Begin
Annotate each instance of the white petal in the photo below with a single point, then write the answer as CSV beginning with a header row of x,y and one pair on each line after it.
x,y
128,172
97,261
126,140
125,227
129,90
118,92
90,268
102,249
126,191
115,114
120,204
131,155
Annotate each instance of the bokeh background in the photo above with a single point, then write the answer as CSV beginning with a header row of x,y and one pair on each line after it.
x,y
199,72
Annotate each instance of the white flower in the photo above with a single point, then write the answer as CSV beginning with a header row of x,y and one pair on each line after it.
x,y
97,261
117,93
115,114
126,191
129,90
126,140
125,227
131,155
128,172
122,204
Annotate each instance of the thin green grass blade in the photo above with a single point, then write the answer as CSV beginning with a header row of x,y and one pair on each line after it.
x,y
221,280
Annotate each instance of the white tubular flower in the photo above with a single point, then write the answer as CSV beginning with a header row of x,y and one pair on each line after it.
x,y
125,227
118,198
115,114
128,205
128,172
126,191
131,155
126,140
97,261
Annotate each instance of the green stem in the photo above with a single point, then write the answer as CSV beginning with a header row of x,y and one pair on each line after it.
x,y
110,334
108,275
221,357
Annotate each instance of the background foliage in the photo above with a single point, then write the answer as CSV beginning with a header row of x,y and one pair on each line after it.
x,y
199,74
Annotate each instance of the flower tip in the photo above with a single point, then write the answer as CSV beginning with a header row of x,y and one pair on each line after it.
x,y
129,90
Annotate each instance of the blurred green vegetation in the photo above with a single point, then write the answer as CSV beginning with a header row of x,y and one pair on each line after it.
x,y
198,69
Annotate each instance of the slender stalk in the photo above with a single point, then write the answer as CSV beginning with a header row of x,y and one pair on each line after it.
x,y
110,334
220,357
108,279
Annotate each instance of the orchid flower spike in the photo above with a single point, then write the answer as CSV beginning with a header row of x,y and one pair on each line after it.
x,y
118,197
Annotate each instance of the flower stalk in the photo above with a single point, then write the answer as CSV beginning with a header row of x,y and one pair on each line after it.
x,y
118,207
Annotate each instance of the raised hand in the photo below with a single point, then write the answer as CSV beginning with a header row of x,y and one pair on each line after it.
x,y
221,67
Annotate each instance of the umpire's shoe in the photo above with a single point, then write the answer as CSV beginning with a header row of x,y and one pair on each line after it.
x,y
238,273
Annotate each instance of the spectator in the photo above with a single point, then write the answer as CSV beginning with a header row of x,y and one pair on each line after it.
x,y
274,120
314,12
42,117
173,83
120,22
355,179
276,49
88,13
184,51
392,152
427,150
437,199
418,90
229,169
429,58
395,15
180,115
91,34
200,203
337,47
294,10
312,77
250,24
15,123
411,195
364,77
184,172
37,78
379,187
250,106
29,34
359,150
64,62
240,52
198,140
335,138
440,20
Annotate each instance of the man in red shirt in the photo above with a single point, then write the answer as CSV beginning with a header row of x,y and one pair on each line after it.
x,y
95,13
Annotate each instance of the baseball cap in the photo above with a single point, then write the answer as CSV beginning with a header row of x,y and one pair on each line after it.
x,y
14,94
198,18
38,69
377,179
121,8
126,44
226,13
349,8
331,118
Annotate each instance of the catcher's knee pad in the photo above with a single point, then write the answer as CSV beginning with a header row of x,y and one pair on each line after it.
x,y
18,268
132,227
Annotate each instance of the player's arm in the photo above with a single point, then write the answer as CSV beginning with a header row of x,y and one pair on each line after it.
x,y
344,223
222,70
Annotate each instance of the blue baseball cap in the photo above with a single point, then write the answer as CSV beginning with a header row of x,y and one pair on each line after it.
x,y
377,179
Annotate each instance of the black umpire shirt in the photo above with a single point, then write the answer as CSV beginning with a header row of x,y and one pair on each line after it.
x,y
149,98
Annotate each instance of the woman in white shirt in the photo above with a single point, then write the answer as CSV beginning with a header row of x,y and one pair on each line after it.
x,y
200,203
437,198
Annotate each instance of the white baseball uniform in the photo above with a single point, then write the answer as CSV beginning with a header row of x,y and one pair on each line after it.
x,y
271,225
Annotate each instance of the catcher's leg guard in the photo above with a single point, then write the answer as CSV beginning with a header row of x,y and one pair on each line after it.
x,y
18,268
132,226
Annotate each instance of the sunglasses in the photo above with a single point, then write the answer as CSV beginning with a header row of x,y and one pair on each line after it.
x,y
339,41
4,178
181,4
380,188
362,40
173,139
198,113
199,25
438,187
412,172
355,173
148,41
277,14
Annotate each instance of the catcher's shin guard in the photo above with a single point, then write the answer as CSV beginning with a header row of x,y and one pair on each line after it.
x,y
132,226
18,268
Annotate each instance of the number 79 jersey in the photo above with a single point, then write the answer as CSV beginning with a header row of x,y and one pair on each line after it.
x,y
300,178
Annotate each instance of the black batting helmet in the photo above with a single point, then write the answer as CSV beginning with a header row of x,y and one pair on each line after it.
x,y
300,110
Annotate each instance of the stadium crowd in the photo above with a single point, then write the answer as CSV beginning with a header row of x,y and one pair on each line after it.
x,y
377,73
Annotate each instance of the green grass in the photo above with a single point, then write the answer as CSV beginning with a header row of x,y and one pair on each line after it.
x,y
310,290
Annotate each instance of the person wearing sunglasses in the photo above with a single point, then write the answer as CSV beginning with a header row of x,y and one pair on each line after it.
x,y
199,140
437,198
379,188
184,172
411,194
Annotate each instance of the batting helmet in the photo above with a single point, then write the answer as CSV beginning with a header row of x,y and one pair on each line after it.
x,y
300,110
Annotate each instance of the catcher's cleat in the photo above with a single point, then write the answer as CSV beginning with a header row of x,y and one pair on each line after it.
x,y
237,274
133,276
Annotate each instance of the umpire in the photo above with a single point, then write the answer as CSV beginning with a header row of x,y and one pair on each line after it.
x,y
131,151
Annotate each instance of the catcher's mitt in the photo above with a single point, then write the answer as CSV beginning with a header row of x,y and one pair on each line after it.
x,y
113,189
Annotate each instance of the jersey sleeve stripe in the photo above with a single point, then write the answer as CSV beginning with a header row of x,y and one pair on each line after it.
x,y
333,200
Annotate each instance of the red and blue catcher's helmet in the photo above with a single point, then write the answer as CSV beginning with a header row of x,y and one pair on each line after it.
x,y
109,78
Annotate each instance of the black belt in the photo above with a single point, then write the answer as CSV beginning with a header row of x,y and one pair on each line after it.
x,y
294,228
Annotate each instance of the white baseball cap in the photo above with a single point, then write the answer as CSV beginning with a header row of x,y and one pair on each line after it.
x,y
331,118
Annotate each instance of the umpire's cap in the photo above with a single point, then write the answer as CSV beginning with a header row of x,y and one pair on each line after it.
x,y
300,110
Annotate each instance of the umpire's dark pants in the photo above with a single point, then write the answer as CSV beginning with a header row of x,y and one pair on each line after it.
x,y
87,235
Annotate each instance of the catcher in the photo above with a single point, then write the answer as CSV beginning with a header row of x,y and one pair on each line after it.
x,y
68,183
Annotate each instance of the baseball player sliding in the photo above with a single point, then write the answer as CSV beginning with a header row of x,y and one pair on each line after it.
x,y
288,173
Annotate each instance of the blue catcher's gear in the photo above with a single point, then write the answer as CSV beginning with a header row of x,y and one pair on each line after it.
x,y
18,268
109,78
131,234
End
Begin
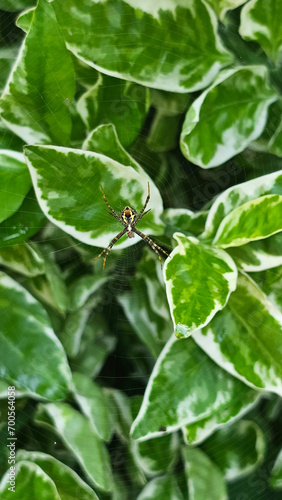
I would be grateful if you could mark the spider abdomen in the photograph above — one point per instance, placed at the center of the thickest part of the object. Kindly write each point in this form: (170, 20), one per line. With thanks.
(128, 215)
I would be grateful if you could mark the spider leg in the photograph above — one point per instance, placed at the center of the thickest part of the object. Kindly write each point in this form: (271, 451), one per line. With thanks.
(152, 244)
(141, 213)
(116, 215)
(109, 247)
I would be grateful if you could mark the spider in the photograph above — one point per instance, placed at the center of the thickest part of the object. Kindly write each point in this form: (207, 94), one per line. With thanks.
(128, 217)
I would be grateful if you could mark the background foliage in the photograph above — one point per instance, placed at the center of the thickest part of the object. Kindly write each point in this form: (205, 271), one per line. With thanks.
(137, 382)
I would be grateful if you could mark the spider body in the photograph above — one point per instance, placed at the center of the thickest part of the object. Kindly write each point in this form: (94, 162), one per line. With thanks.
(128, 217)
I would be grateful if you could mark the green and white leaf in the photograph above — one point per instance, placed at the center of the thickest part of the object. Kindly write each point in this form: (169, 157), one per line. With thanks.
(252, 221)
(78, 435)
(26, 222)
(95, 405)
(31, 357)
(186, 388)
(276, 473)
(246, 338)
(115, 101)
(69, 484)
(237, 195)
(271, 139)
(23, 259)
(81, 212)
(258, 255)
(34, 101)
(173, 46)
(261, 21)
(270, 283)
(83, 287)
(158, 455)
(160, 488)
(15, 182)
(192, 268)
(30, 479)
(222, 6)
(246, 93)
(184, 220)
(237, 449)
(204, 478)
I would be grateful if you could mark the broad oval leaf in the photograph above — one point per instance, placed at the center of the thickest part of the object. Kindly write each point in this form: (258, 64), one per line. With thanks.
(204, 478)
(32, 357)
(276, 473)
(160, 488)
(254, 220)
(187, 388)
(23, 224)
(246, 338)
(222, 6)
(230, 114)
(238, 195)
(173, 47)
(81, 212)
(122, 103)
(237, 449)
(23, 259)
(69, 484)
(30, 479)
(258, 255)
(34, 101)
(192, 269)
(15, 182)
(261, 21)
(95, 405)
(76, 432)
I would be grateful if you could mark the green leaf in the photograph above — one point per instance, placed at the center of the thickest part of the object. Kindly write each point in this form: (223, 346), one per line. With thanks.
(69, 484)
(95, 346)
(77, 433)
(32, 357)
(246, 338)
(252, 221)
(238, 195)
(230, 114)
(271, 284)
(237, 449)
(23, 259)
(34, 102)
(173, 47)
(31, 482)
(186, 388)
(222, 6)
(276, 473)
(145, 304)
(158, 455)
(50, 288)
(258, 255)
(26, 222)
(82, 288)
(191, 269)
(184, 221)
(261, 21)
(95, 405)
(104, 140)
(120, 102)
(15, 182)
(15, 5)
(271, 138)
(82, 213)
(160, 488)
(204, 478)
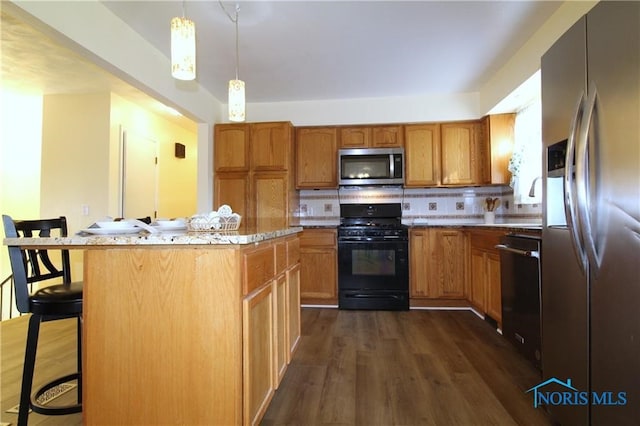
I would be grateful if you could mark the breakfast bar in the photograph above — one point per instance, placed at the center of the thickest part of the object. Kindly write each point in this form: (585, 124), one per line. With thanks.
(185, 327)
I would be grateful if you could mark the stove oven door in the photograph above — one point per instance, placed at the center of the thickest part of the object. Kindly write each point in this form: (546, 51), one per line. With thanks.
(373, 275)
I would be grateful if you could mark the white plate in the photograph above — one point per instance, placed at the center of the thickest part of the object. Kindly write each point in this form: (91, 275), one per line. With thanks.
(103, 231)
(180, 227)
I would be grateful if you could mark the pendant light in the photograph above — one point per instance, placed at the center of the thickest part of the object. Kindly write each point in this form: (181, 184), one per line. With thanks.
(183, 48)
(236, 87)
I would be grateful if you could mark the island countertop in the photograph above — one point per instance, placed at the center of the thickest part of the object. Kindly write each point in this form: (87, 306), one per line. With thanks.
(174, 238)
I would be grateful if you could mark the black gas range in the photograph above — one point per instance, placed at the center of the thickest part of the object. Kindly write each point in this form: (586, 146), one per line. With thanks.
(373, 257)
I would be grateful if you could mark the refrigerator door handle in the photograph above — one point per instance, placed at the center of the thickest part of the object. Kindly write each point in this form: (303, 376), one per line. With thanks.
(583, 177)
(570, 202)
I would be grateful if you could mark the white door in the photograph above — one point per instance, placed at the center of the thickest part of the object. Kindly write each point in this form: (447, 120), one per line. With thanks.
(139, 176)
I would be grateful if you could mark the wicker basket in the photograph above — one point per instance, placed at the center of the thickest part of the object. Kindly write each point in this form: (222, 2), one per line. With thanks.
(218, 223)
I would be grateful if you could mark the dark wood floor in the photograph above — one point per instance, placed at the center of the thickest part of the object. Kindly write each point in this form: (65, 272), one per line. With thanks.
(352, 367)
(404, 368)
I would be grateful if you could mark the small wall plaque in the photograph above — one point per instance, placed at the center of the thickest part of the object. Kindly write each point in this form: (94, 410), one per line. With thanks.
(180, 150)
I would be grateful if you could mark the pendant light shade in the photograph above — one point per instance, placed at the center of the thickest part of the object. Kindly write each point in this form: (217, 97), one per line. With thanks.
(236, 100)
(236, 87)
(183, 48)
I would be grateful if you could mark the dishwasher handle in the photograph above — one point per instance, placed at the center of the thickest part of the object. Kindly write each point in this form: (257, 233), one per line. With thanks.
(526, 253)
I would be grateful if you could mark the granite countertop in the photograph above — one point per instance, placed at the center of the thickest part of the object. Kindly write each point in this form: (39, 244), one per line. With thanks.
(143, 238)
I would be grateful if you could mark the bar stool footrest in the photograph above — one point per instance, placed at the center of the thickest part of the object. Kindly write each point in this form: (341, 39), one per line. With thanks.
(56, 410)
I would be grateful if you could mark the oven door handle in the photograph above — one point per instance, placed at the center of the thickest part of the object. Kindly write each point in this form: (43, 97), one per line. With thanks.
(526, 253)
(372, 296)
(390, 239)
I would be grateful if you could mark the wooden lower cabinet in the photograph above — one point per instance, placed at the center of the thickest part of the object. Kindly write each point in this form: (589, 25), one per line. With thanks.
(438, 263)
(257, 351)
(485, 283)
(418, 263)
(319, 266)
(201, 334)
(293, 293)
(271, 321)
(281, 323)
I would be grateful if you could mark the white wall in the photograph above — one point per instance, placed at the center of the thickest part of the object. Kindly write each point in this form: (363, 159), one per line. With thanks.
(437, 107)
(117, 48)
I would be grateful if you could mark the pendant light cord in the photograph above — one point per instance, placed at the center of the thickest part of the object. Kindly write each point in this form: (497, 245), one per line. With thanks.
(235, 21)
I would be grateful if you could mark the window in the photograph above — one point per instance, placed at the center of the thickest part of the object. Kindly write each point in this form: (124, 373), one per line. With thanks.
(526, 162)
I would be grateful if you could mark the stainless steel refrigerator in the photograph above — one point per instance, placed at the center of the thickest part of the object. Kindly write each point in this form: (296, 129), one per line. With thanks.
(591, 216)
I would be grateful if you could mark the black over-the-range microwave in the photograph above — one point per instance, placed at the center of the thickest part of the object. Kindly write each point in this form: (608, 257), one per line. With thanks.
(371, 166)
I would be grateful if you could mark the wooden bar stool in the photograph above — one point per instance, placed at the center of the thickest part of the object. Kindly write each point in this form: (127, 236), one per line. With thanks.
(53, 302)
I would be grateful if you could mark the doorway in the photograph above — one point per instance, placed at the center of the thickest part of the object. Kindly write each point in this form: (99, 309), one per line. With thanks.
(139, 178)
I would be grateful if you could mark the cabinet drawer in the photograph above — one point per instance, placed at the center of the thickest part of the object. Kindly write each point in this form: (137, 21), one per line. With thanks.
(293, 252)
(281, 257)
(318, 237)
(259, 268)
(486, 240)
End
● What you have to do: Return every row above that contains the string "umpire", copying each one in full.

● Worked answer:
Annotate each instance of the umpire's shoe in the photo above with a single point, then write the answer as CSV beginning with a header row of x,y and one pair on each line after it.
Annotate each instance of the black umpire shirt in the photo above with a single point, then write the answer as CSV beginning with a header row of x,y and one pair on each line after it.
Annotate each instance of the umpire in the photo above with a single point, then write the answer as CSV beginning with a header row of x,y and one pair on each line after it.
Annotate each instance of the umpire's cap in the photo above with a single point, then write the answer as CSV beginning with a header row of x,y and one pair on each line after it.
Annotate each instance of the umpire's dark pants in the photo above with a single point, then write the answer as CSV beginning with a header row of x,y and one pair on each line after it.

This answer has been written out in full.